APML Buka Forum Diskusi: Menyoal Sikap Pers Mahasiswa Ihwal Kasus Kekerasan Seksual
Terkait kasus pelecehan seksual yang dilakukan oleh Perhimpunan Pers Mahasiswa Indonesia (PPMI) Dewan Kota (DK) Kediri, Malang, dan Semarang terhadap pers mahasiswa pada 26 Oktober 2019 dan 14 Februari 2020 hingga kini belum menemukan titik terang. Menyikapi hal tersebut, Aliansi Pers Mahasiswa Lampung (APML) mengadakan kegiatan Forum Diskusi bertemakan Menyoal Sikap Pers Mahasiswa Ihwal Kasus Kekerasan Seksual melalui aplikasi Zoom dan disiarkan langsung di kanal YouTube UKPM Teknokra Unila, Kamis (31/12).
Dihadiri oleh Hendry Sihaloho, Ketua AJI Bandar Lampung, Chandra Muliawan, Direktur LBH Bandar Lampung, Wahyu Agung Prasetyo, BP Advokasi Nasional PPMI, dan Lely Syamsul, Psikolog Women’s March Lampung sebagai pemantik diskusi.
Berdasarkan Term of Reference (TOR), forum diskusi dapat membawa publik agar mampu menilai kasus tersebut tidak dari satu sudut pandang, tetapi dari berbagai perspektif. Wahyu, BP Advokasi Nasional PPMI, memberikan penjelasan bahwa kasus pelecehan seksual yang dilakukan oleh Sekjen DK Kediri dan Malang, penyintas tidak langsung melaporkan kepada pihak BP Advokasi melainkan penyintas bercerita kepada temannya (penyintas,. red). Sedangkan, kasus pelecehan seksual yang dilakukan Sekjen PPMI DK Semarang langsung melapor ke BP Advokasi, “Jadi, untuk teknis dalam advokasi kekerasan seksual mekanismenya yang paling penting adalah meperhatikan kondisi mental penyintas,” jelasnya.
Wahyu juga menambahkan bahwa di PPMI sebelum diputus mengenai sanksi, akan diadakannya sebuah forum untuk pembelaan. Dalam forum tersebut tim advokasi meminta kejelasan terhadap pelaku atas tanggung jawab perbuatannya, “Advokasi kasus kekerasan seksual itu tidak mudah, ini tetap berlanjut, dan belum selesai,” katanya.

++++++++++

Kegiatan:
A) Salin bagian kutipan tentang forum diskusi APML, mulai dari "Dihadiri oleh Hendry" dan berakhir pada "sebagai pemantik diskusi.".
B) Menurut kutipan tentang forum diskusi APML, di kanal YouTube mana forum itu disiarkan langsung?
C) Teruskan kutipan tentang forum diskusi APML setelah kalimat terakhirnya.
Catatan berikut tidak perlu digunakan.

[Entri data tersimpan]

++++++++++

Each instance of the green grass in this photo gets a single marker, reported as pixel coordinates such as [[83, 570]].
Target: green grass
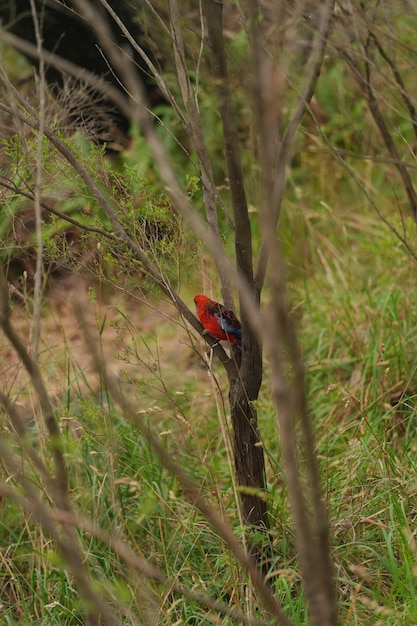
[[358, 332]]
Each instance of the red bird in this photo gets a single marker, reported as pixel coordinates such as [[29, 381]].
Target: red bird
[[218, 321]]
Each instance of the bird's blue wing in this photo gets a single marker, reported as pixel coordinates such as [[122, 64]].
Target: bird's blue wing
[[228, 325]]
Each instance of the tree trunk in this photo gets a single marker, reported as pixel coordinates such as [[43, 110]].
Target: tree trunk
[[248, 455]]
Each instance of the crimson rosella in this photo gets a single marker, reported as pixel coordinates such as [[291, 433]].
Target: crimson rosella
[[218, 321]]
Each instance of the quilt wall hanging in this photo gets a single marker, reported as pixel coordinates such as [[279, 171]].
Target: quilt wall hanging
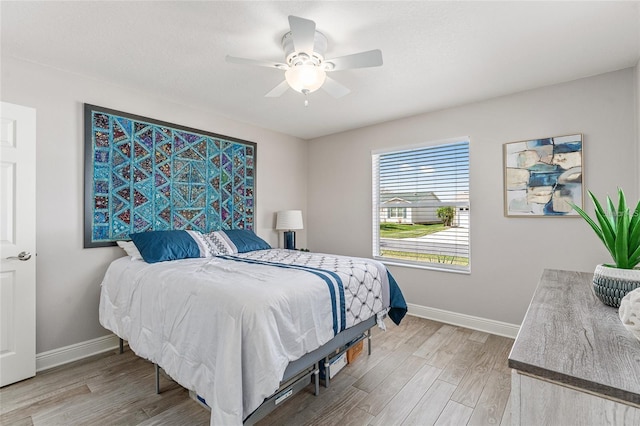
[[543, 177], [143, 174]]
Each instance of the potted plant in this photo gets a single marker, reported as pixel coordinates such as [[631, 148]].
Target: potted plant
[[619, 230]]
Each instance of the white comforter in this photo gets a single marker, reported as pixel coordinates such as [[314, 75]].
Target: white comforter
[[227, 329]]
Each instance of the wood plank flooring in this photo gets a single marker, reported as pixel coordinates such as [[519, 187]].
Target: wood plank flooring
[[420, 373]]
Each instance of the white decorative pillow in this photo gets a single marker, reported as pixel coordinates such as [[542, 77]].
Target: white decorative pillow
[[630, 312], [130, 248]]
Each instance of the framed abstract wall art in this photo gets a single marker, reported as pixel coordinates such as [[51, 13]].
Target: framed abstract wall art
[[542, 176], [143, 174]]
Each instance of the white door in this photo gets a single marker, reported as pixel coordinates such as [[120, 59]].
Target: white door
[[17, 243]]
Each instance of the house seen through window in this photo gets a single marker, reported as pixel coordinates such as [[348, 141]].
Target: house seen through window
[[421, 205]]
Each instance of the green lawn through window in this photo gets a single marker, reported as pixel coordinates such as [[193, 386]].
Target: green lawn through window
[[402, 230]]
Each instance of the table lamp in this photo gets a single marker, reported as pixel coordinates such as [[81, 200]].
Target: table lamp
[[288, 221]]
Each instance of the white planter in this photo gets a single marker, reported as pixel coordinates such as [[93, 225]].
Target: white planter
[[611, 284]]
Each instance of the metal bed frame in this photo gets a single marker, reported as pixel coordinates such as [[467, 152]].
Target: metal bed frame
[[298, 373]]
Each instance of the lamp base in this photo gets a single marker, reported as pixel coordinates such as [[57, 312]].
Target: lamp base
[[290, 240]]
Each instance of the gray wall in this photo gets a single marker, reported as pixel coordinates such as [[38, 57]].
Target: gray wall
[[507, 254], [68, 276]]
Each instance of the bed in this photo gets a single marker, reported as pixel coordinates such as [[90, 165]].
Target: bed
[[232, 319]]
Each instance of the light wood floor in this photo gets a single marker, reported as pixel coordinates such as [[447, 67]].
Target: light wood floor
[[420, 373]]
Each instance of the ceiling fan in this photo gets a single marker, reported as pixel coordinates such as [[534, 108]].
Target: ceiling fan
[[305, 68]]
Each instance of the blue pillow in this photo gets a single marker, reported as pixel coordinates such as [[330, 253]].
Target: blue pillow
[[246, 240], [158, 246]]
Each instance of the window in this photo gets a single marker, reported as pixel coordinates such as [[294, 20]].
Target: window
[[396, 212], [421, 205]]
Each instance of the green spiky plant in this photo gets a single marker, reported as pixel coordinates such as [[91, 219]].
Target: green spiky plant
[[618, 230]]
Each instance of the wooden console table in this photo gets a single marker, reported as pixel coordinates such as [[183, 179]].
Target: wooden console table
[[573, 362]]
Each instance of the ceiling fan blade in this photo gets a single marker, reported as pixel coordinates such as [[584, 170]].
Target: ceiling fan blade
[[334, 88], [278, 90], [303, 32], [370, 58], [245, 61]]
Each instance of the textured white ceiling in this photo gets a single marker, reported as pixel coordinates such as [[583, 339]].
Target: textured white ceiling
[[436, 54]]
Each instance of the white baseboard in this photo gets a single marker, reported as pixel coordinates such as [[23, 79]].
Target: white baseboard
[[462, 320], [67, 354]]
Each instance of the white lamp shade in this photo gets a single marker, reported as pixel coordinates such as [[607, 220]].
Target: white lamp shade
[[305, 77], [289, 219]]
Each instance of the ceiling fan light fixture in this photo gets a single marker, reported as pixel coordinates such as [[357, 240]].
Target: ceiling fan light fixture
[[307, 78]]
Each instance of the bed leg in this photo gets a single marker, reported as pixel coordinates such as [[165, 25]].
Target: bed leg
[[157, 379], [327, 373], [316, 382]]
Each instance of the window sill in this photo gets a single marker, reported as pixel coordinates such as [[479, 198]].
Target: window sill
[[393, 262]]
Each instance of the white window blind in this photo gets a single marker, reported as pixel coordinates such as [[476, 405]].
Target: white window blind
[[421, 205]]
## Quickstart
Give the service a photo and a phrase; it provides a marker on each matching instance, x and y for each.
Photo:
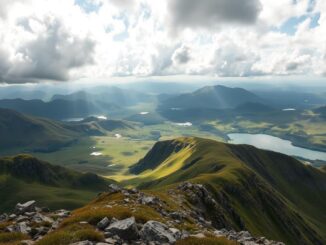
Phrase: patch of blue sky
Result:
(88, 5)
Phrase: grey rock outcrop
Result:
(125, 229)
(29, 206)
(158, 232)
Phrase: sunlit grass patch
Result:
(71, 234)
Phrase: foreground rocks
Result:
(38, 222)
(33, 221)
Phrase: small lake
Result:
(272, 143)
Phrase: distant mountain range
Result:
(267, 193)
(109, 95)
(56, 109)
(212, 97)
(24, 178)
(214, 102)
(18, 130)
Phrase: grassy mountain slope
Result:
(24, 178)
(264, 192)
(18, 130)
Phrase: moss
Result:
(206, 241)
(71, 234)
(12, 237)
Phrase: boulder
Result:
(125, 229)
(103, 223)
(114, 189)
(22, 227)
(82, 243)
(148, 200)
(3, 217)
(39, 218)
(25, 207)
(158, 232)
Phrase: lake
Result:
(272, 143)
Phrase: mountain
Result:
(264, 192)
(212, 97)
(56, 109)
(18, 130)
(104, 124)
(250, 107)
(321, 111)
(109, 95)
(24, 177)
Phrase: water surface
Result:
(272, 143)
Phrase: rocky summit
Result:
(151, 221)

++++++++++

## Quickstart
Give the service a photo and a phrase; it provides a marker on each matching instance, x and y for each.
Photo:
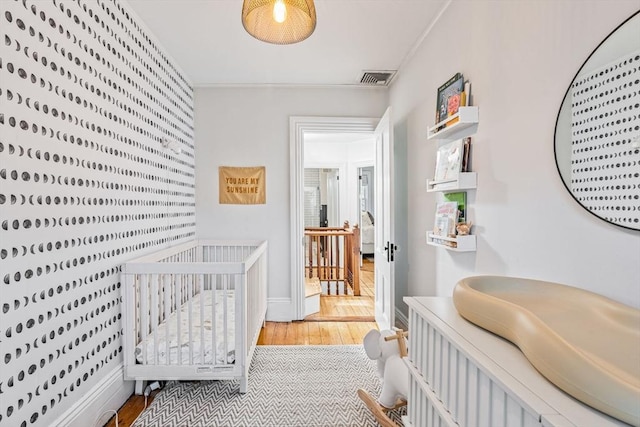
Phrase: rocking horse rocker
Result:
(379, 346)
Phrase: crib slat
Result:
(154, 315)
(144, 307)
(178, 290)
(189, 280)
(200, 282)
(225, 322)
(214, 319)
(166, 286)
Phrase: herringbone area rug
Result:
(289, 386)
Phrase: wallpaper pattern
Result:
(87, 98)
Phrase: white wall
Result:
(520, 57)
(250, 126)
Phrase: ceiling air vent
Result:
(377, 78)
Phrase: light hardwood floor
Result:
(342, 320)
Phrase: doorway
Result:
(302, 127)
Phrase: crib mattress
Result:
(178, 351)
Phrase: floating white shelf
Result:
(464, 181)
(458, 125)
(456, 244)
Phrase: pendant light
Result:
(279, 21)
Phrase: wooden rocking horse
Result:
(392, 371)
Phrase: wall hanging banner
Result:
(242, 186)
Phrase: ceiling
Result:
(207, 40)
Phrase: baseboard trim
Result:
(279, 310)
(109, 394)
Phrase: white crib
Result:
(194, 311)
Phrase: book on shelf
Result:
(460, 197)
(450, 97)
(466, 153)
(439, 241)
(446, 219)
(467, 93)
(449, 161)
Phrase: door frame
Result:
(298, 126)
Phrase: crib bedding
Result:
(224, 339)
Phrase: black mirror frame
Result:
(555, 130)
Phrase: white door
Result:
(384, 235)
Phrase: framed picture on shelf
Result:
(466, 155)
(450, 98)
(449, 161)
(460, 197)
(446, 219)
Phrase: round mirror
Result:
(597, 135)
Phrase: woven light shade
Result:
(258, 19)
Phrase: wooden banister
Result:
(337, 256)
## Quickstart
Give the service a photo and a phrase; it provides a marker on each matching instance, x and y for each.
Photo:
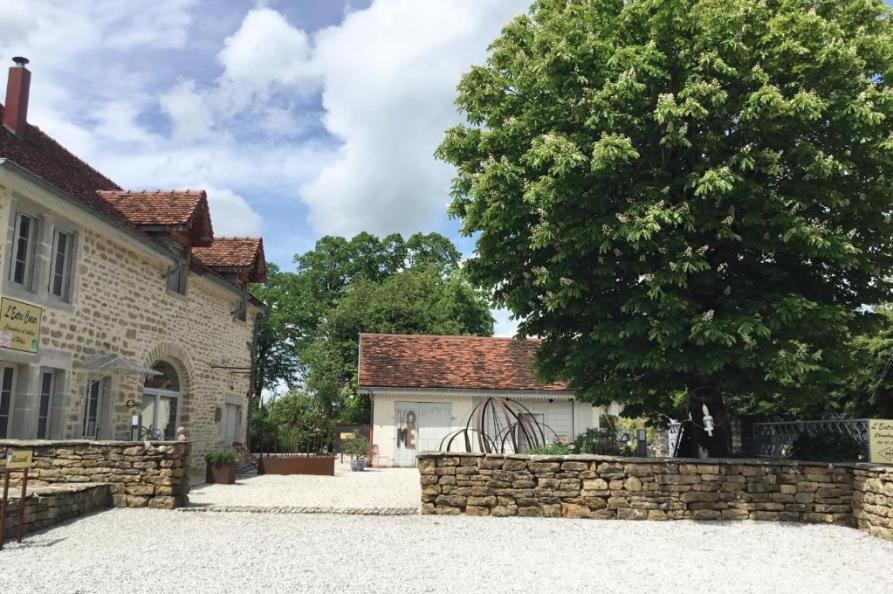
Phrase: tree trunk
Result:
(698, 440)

++++++++++

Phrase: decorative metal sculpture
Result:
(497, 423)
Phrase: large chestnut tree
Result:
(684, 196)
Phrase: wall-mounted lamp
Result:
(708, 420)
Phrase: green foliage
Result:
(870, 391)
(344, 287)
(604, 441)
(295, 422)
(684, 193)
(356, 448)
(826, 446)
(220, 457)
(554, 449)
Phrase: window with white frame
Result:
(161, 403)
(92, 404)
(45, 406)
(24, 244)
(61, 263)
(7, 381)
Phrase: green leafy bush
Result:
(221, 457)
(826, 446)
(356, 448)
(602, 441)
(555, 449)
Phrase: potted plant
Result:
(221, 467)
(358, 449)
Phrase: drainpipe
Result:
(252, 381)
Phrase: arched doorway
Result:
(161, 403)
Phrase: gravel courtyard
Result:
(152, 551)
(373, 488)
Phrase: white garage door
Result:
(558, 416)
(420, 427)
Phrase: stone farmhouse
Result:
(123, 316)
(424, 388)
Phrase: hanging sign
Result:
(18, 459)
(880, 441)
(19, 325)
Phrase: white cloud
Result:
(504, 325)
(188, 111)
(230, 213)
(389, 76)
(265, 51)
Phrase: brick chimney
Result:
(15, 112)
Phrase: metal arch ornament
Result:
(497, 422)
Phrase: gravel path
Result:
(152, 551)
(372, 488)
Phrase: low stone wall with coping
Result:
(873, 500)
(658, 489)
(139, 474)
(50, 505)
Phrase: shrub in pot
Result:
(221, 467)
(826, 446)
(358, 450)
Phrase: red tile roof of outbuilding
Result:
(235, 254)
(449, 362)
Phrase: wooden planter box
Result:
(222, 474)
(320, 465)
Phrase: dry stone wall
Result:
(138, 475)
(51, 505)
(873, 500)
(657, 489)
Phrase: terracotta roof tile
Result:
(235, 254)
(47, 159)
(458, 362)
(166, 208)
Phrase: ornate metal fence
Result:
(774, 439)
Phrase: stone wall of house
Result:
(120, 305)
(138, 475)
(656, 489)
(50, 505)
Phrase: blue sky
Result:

++++++++++

Jawaban Tiap Tugas:
A)
Dihadiri oleh Hendry Sihaloho, Ketua AJI Bandar Lampung, Chandra Muliawan, Direktur LBH Bandar Lampung, Wahyu Agung Prasetyo, BP Advokasi Nasional PPMI, dan Lely Syamsul, Psikolog Women’s March Lampung sebagai pemantik diskusi.

B) Kanal YouTube UKPM Teknokra Unila.

C)
Menanggapi perihal kasus yang terjadi, Chandra Muliawan, pemantik dari Direktur LBH Bandar Lampung mengatakan, kasus ini (pelecehan seksual terhadap anggota,. red) merupakan PR besar untuk PPMI. Sebab secara organisatoris memiliki kewajiban dan tanggung jawab moral untuk menyuarakan permasalahan kekerasan seksual, “peristiwa ini tentu menjadi pembelajaran apakah PPMI sudah mempunyai standar etika atau standar moral dalam berorganisasi untuk mencegah hal ini tidak terulang lagi”, ungkapnya.
Mengenai bagaimana penulisan pemberitaan untuk kasus pelecehan seksual, Hendry Sihaloho, Ketua Aji Bandar Lampung, menjelaskan bahwa sebagai pers mahasiswa perlu memahami dalam memandang permasalahan kekerasan seksual. Relasi kuasa merupakan salah satu contoh faktor pemicu. Sehingga pers mahasiswa harus berempati kepada penyintas, sebab yang dibutuhkan penyintas adalah keadilan, “Cobalah untuk memposisikan diri sebagai penyintas, jangan malah bertanya kenapa mau? Kenapa nggak menolak?,” ujarnya.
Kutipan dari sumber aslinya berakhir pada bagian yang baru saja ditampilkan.